▶ **Задания**
1/ Измените отрывок от слов «Одним словом, после» до слов «не оформилась окончательно.» включительно: перепишите этот фрагмент, заменив «мышью» на «тенью».
2/ Что, по словам Берти Вустера в отрывке, требуется пятнышкам на его груди?
── Предоставленный отрывок
Одним словом, после книги Наттела я только и мог, что ползать мышью по дому чужого интеллекта, стараясь ничего не нарушить, не нашуметь и не наделать ошибок. И все из-за того, что книга попалась мне в неподходящий момент, когда моя история еще не оформилась окончательно.

Из этого тупика меня вывел Блейк (о чем я рассказываю подробнее в эссе «Я должен сотворить Систему»). Я вспомнил его строчку: «Я должен сотворить Систему, чтоб не стать рабом чужих систем»[17], — и все как рукой сняло. Я подумал: а ведь и правда! Я могу говорить, что хочу. И если я разойдусь во мнениях с Мильтоном, Блейком и Э. Д. Наттелом — что ж, тем хуже для них. Бывают такие времена, когда к критике стоит относиться так же, как бессмертный Берти Вустер из книг П. Г. Вудхауса полагал нужным относиться к сыпи. Принимая ванну однажды утром, он заметил, что у него на груди появились пятнышки. «Я бы не рекомендовал чесать их», — сказал Дживс. «Ты неправ, — возразил Берти. — Этим пятнышкам требуется твердая рука»[18]. Так вот, по моему мнению, критикам тоже иногда требуется твердая рука.
────
── Исходные записи
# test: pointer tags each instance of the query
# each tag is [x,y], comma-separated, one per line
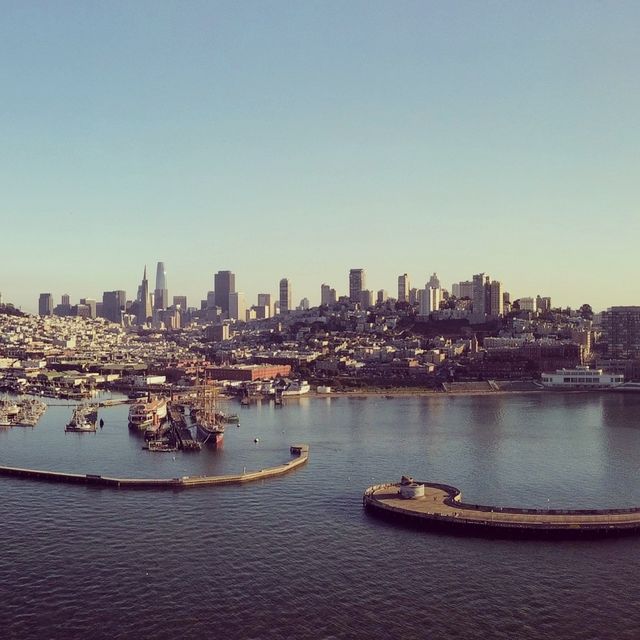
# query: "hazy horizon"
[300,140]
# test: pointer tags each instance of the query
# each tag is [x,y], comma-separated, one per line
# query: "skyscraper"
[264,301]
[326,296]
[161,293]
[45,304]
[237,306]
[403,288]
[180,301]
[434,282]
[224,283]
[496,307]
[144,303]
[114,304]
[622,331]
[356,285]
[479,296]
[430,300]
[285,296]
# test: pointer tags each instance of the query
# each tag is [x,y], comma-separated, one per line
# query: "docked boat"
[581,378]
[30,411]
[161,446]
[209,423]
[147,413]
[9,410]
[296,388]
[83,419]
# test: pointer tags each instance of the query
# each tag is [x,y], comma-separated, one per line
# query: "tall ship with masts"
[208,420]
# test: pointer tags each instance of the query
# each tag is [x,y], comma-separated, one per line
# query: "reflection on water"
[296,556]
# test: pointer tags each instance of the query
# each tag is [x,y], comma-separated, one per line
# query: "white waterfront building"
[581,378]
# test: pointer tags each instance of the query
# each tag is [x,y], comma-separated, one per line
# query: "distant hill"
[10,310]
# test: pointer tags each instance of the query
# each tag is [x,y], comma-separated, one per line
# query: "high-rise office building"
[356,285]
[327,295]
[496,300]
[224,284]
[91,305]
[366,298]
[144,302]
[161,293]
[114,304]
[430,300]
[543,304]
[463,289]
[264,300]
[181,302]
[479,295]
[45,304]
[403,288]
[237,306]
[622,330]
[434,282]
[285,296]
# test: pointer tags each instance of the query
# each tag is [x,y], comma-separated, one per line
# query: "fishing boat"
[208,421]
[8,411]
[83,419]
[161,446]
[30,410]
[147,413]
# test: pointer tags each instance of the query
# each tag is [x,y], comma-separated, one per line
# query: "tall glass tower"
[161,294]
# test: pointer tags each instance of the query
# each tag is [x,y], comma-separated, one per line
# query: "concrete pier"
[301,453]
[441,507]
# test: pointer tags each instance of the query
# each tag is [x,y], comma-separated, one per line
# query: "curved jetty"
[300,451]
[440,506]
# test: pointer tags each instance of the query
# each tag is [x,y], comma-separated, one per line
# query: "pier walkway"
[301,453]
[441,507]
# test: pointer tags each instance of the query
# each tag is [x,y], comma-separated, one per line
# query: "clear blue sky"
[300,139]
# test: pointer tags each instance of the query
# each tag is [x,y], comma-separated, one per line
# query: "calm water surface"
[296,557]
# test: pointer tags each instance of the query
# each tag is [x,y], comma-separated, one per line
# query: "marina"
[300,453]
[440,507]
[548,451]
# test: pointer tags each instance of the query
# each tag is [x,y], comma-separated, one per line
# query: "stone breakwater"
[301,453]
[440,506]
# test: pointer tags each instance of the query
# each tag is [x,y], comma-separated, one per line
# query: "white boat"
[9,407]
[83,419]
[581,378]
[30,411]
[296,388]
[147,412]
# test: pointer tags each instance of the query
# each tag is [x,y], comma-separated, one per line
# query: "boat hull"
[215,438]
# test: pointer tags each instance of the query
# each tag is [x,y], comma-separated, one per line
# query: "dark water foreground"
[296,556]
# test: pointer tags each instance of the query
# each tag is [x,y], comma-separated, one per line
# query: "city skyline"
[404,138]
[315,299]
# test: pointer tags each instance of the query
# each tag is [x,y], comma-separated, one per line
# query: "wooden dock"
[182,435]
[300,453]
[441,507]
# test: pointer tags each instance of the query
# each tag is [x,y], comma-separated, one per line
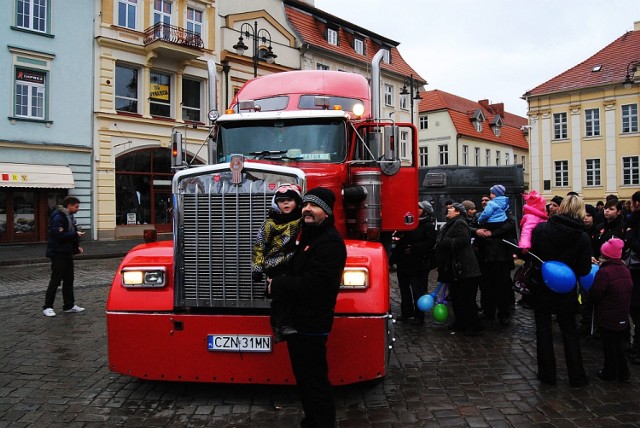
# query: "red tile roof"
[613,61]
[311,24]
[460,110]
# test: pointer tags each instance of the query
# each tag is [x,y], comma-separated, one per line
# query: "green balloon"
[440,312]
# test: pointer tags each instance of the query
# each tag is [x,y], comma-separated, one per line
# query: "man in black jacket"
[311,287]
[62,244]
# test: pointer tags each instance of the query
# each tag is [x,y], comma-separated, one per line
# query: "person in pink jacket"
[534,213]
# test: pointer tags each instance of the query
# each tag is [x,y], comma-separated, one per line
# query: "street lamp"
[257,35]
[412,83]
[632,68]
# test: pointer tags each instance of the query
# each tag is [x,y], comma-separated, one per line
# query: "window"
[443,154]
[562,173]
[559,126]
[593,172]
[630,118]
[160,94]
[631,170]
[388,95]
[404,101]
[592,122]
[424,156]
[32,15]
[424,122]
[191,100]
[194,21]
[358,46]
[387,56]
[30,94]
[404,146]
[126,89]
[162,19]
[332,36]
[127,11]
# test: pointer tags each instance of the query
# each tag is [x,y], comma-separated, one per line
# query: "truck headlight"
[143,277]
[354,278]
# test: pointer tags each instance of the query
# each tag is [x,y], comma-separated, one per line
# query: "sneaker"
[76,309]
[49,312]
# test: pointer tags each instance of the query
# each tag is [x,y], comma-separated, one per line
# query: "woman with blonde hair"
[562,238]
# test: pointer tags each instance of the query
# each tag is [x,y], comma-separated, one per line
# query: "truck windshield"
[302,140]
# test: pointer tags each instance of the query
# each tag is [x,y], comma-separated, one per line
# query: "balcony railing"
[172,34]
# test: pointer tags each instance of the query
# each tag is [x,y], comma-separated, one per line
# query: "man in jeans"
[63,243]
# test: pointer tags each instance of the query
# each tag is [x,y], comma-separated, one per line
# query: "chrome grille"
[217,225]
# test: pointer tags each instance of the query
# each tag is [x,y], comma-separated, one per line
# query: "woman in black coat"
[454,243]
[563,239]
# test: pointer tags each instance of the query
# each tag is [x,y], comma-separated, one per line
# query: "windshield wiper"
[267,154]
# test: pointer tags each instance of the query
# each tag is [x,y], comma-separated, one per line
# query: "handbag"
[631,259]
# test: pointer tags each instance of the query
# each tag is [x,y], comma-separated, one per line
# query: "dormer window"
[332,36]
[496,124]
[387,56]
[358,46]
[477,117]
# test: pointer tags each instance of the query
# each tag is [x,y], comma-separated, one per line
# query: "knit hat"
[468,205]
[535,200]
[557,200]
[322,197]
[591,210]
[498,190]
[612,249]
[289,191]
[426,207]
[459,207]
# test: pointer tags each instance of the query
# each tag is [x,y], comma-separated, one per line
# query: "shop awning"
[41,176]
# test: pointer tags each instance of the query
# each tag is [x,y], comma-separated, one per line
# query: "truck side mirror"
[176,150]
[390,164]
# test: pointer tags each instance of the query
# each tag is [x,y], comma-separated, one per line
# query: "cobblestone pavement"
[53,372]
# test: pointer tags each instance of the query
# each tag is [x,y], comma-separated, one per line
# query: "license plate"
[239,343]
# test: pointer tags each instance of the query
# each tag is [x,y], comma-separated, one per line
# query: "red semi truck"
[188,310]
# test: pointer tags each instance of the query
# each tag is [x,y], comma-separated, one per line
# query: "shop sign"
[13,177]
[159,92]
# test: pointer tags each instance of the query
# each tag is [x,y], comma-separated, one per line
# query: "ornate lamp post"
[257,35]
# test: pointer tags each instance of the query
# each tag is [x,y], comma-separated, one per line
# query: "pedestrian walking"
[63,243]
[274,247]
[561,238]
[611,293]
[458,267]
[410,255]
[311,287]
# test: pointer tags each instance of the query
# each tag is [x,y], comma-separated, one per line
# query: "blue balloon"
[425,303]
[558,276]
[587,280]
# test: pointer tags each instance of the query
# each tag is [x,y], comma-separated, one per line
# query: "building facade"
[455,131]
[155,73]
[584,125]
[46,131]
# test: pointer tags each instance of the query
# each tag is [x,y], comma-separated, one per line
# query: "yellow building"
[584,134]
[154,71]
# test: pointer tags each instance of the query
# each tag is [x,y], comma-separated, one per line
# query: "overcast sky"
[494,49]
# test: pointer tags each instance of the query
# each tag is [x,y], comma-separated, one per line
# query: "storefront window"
────
▶ **Результаты заданий**
1/
Одним словом, после книги Наттела я только и мог, что ползать тенью по дому чужого интеллекта, стараясь ничего не нарушить, не нашуметь и не наделать ошибок. И все из-за того, что книга попалась мне в неподходящий момент, когда моя история еще не оформилась окончательно.

2/ Твердая рука.